Do the print media hype genetic research?
03 May 2004
Source: Medical News Today
This abstract from the Canadian Medical Association looks at whether the print media hype genetic research.
The public gets most of its information about genetic research from the media. It has been suggested that media representations may involve exaggeration, called "genohype." To examine the accuracy and nature of media coverage of genetic research, we reviewed the reporting of single-gene discoveries and associated technologies in major daily newspapers in Canada, the United States, Great Britain and Australia.
We used neutral search terms to identify articles about gene discoveries and associated technologies hosted on the Dow Jones Interactive and Canadian NewsDisk databases from January 1995 to June 2001. We compared the contents, claims and conclusions of the scientific journal article with those of the associated newspaper article. Coders subjectively assigned the newspaper articles to 1 of 3 categories: moderately to highly exaggerated claims, slightly exaggerated claims or no exaggerated claims. We used classification tree software to identify the variables that contributed to the assignment of each newspaper article to 1 of the 3 categories: attention structure (positioning in the newspaper and length of the article), authorship, research topic, source of information other than the scientific paper, type and likelihood of risks and benefits, discussion of controversy, valuation tone (positive or negative), framing (e.g., description of research, celebration of progress, report of economic prospects or ethical perspective), technical accuracy (either omissions or errors that changed the description of the methods or interpretation of the results) and use of metaphors.
★ ★ ★ ★ ★ ★ ★
• [What you need to do]:
Reproduce the entire article on print media coverage of genetic research, word for word. The listing that follows the article was drawn from a separate source.

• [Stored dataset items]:
★ ★ ★ ★ ★ ★ ★
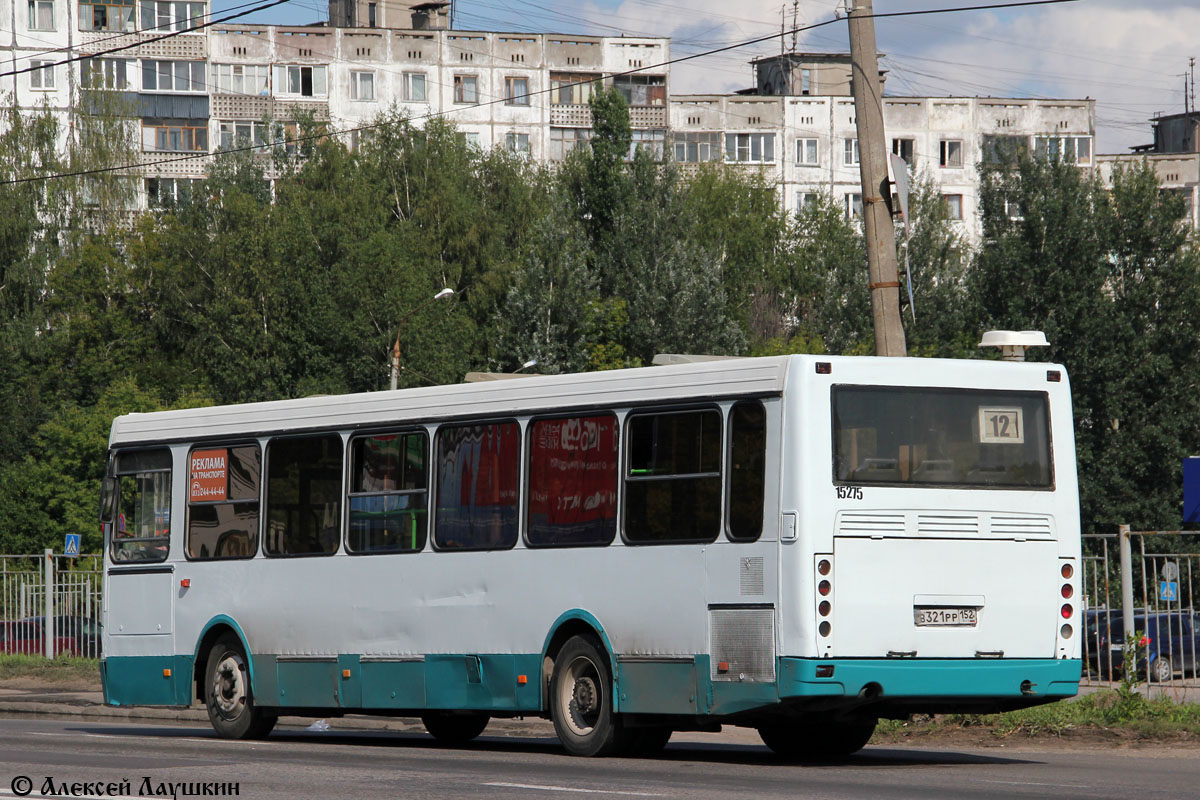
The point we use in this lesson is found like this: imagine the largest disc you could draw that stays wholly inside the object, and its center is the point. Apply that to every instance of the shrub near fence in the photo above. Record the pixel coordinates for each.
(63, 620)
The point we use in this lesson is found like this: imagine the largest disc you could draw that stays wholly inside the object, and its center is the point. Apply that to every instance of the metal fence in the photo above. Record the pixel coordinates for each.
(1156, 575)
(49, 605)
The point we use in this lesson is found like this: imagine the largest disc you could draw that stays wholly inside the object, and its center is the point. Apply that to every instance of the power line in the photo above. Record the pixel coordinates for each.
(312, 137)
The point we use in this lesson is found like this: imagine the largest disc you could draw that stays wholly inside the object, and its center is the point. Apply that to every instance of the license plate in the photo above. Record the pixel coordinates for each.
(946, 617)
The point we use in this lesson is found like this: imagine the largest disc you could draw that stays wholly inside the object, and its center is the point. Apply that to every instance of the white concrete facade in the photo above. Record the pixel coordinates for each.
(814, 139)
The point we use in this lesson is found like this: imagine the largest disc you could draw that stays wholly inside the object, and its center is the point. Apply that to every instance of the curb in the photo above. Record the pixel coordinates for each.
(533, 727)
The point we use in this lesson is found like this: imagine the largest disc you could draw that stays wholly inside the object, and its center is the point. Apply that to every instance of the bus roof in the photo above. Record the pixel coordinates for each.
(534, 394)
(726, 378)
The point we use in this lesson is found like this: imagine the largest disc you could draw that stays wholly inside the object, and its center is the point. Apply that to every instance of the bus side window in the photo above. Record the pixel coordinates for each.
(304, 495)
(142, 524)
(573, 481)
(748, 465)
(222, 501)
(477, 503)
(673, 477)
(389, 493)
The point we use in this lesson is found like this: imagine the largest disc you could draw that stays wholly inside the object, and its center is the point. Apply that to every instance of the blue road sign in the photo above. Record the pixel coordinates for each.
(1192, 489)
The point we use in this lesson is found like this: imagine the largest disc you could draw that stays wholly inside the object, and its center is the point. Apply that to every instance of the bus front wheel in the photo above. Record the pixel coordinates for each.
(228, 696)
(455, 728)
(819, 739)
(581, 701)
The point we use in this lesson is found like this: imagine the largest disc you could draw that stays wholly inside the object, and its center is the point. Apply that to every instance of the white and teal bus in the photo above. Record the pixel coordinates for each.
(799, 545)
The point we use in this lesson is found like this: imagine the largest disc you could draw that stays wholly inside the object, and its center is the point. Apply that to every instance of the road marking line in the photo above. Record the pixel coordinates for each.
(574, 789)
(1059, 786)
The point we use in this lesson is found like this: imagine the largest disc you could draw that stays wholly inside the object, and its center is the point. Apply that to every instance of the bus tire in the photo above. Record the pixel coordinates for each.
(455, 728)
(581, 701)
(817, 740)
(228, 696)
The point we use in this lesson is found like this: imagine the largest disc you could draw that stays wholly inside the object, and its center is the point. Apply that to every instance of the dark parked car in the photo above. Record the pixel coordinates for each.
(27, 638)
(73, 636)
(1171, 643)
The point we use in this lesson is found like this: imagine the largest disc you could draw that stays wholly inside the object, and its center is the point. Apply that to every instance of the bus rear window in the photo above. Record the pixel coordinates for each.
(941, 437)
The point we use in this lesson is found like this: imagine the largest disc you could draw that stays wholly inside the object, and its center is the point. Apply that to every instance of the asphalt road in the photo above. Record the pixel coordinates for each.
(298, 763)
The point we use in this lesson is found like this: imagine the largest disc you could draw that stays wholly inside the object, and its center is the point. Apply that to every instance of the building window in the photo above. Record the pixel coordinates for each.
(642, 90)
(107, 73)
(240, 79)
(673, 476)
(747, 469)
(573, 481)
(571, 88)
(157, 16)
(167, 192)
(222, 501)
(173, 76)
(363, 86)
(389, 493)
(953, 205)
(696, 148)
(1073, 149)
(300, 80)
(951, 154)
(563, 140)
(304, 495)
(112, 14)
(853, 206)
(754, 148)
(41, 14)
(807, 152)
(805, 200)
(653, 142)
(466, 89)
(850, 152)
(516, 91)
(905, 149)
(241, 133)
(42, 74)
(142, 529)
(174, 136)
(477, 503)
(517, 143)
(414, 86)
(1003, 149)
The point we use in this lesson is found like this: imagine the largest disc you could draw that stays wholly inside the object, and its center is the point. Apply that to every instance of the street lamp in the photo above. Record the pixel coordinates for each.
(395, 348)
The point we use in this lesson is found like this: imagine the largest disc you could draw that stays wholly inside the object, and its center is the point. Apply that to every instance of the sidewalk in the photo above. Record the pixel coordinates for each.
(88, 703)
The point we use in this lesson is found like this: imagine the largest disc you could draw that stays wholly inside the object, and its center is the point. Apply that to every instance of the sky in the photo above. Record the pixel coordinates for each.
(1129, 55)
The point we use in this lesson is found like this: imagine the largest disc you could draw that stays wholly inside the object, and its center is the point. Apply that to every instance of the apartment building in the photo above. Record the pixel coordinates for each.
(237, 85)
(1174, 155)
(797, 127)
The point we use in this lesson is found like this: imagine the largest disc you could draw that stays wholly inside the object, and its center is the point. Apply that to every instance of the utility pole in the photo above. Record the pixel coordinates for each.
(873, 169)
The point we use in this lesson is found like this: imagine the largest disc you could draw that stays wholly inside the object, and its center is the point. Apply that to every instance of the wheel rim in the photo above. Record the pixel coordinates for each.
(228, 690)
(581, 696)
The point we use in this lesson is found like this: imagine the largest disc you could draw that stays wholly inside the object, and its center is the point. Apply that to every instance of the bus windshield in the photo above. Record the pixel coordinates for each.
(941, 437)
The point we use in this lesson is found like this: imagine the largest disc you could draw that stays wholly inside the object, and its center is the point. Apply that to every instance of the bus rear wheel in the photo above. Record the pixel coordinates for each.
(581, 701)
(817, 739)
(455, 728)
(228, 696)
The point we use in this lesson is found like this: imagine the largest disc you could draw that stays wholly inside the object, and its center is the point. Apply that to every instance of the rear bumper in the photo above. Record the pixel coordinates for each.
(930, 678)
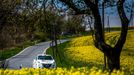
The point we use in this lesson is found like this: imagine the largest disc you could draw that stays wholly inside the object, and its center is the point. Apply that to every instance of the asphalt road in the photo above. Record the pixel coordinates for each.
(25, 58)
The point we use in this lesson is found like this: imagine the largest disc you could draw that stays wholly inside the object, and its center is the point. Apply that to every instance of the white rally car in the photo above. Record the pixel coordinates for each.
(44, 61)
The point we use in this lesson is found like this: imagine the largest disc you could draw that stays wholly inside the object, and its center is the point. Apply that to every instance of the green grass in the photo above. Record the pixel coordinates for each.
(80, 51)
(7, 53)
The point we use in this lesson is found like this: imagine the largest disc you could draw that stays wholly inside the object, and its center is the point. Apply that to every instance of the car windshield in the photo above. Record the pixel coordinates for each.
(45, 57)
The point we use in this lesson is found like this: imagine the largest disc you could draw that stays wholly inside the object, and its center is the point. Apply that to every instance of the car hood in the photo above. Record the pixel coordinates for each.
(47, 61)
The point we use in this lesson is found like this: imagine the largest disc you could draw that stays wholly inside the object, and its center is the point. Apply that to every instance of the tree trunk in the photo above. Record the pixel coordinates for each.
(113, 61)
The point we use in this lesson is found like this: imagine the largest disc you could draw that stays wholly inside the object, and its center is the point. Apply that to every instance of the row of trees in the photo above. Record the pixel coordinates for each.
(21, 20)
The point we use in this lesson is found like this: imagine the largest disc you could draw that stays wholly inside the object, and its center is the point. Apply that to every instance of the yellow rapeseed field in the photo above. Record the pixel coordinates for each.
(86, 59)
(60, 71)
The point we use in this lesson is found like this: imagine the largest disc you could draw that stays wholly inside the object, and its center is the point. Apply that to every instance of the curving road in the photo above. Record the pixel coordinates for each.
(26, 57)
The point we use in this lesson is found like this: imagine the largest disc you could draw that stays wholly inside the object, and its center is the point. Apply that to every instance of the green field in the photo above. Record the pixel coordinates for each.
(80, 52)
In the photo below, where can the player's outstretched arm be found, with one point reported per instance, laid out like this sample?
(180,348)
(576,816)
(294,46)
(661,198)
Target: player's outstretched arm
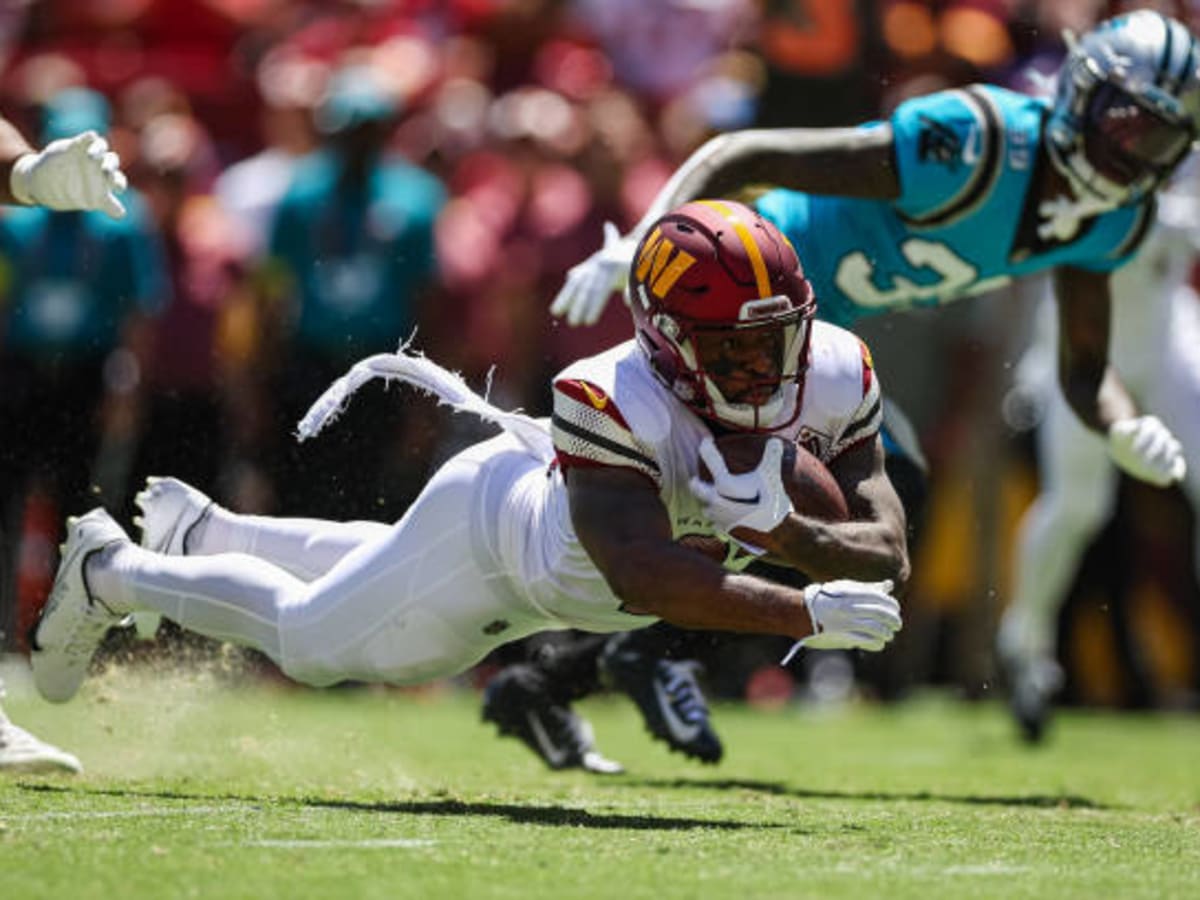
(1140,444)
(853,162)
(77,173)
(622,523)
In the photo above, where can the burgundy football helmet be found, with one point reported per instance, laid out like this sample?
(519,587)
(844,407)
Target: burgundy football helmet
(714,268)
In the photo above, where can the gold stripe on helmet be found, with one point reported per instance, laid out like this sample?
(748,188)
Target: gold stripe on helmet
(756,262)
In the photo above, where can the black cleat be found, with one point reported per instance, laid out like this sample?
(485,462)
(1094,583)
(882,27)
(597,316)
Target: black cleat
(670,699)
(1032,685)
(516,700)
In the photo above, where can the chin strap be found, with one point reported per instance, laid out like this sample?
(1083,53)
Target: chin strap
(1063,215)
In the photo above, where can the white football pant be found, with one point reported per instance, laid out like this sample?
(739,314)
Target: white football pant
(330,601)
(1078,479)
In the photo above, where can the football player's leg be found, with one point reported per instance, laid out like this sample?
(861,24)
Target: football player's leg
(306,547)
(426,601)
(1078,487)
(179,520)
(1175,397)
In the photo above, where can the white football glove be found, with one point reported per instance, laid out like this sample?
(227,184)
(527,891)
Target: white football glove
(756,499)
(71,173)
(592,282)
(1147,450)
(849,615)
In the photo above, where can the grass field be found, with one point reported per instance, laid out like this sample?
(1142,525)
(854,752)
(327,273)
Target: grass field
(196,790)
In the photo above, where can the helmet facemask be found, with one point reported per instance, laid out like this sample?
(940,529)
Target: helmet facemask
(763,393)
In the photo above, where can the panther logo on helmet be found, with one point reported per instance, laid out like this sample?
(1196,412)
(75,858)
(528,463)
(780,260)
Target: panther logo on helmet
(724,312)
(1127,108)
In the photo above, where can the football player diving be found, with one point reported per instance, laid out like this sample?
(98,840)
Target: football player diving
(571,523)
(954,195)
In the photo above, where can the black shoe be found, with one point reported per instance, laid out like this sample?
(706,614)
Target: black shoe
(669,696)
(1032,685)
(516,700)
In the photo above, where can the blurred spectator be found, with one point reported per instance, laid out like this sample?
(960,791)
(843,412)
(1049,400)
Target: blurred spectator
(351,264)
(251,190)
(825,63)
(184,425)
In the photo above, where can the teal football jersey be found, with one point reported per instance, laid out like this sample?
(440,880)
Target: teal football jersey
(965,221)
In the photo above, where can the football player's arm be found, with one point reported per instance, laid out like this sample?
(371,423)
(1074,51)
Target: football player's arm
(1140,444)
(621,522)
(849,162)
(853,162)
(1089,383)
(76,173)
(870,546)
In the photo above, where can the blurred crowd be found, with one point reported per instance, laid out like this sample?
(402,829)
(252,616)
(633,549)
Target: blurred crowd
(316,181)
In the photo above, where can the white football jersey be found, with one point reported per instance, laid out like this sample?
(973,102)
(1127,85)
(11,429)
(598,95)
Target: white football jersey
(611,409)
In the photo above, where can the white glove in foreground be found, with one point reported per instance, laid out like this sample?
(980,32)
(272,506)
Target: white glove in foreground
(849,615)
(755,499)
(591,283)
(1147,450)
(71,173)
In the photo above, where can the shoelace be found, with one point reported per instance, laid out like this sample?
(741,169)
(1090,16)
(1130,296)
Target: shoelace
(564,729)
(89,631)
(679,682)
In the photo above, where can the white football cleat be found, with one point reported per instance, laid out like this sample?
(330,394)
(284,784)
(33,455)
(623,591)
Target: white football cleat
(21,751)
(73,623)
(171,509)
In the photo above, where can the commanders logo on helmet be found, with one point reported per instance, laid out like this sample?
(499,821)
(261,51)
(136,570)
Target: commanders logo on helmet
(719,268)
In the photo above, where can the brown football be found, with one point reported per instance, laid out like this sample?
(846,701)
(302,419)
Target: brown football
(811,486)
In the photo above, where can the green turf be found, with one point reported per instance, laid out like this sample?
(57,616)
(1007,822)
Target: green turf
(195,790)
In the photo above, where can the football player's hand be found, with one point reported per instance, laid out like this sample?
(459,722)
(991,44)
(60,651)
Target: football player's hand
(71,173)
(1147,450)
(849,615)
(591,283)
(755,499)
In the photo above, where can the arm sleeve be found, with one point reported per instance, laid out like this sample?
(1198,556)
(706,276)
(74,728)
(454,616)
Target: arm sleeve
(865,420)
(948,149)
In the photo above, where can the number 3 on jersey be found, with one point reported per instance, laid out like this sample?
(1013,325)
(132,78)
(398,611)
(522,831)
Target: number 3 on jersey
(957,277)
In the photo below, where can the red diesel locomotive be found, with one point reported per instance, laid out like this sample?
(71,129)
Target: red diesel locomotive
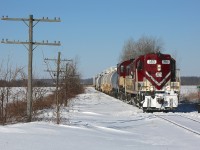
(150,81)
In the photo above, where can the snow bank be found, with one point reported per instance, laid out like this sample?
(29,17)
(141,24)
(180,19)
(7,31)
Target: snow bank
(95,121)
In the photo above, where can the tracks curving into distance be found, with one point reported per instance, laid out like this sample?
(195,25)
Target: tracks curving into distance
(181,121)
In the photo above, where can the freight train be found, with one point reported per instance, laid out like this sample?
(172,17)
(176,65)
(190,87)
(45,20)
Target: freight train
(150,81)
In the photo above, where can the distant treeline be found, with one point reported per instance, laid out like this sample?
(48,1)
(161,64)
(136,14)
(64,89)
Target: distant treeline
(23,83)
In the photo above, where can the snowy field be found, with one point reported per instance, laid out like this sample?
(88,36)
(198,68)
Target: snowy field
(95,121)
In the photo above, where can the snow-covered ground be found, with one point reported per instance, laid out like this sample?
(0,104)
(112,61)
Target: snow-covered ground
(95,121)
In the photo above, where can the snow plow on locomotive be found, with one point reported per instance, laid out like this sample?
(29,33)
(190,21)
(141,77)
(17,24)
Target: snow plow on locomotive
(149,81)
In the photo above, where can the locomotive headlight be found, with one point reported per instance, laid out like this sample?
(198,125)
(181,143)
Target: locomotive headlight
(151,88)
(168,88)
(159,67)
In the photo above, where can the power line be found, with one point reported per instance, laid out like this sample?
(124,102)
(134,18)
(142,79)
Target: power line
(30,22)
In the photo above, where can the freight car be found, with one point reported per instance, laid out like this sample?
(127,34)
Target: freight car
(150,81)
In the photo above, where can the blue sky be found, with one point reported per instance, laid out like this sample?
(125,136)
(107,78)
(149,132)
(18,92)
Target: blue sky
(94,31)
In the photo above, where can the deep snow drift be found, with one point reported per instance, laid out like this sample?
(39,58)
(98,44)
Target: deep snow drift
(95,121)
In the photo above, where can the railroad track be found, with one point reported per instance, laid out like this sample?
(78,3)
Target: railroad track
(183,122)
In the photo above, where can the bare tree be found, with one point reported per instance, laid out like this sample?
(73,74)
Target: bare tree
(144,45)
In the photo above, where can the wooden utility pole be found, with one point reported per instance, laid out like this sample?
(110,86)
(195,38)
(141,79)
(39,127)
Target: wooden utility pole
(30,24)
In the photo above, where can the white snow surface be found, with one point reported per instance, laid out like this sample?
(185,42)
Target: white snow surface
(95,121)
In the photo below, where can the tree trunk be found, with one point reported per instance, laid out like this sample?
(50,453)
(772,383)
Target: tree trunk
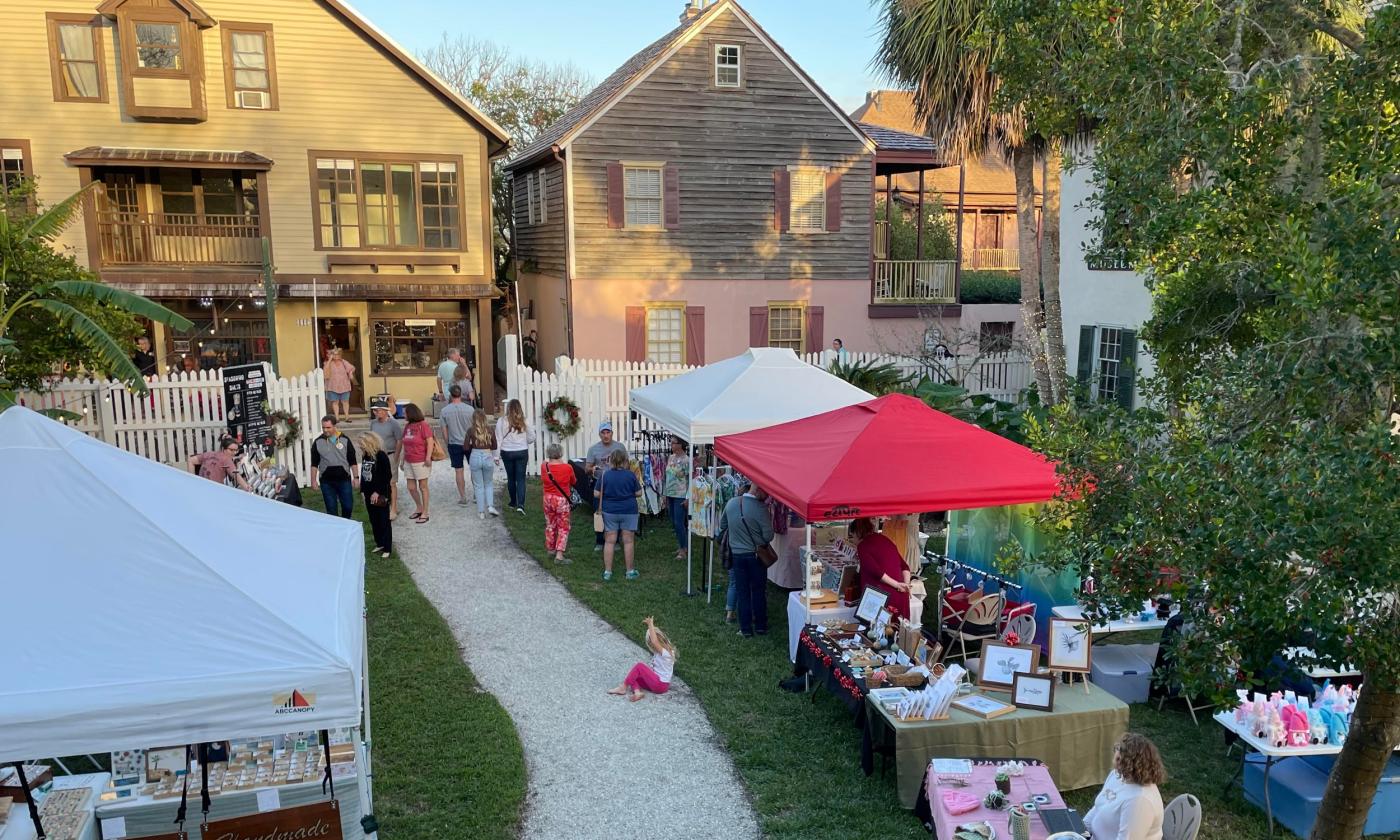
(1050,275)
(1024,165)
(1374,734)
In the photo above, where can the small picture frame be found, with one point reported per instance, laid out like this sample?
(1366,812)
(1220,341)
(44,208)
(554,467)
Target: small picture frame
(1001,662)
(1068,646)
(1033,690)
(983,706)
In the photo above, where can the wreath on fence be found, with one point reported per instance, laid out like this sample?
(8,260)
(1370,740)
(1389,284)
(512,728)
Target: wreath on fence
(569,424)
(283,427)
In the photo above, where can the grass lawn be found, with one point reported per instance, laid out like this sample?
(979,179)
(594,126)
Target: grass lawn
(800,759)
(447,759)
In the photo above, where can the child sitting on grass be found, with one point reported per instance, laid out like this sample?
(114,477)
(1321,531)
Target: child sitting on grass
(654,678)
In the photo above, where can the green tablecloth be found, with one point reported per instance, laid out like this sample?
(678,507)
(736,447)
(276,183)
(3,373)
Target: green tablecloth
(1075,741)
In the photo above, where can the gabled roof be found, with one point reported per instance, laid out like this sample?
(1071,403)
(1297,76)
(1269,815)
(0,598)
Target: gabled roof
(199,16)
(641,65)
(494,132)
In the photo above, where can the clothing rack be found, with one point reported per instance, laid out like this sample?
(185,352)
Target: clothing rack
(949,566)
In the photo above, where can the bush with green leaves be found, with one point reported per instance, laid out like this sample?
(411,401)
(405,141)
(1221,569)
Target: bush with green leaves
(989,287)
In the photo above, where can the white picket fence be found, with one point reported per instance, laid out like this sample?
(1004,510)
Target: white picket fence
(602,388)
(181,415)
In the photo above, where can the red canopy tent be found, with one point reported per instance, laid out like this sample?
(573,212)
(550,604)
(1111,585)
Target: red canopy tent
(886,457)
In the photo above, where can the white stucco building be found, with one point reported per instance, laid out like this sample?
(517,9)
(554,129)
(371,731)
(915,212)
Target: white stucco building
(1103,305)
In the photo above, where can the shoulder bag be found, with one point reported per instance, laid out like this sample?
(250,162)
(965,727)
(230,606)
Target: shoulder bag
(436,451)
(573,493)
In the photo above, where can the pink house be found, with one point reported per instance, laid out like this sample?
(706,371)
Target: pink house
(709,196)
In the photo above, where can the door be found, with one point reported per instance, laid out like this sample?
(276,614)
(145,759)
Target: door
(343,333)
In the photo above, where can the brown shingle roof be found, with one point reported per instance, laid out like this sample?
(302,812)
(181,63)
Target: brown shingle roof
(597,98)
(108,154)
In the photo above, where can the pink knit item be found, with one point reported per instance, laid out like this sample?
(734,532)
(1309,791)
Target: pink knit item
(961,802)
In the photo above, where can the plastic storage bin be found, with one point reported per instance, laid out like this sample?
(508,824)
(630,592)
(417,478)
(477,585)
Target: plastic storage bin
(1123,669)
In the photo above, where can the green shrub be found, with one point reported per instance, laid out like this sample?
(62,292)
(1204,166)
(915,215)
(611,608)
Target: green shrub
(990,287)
★ ★ ★ ★ ★ ★ ★
• [Solution for this task]:
Do the print media hype genetic research?
03 May 2004
Source: Medical News Today
This abstract from the Canadian Medical Association looks at whether the print media hype genetic research.
The public gets most of its information about genetic research from the media. It has been suggested that media representations may involve exaggeration, called "genohype." To examine the accuracy and nature of media coverage of genetic research, we reviewed the reporting of single-gene discoveries and associated technologies in major daily newspapers in Canada, the United States, Great Britain and Australia.
We used neutral search terms to identify articles about gene discoveries and associated technologies hosted on the Dow Jones Interactive and Canadian NewsDisk databases from January 1995 to June 2001. We compared the contents, claims and conclusions of the scientific journal article with those of the associated newspaper article. Coders subjectively assigned the newspaper articles to 1 of 3 categories: moderately to highly exaggerated claims, slightly exaggerated claims or no exaggerated claims. We used classification tree software to identify the variables that contributed to the assignment of each newspaper article to 1 of the 3 categories: attention structure (positioning in the newspaper and length of the article), authorship, research topic, source of information other than the scientific paper, type and likelihood of risks and benefits, discussion of controversy, valuation tone (positive or negative), framing (e.g., description of research, celebration of progress, report of economic prospects or ethical perspective), technical accuracy (either omissions or errors that changed the description of the methods or interpretation of the results) and use of metaphors.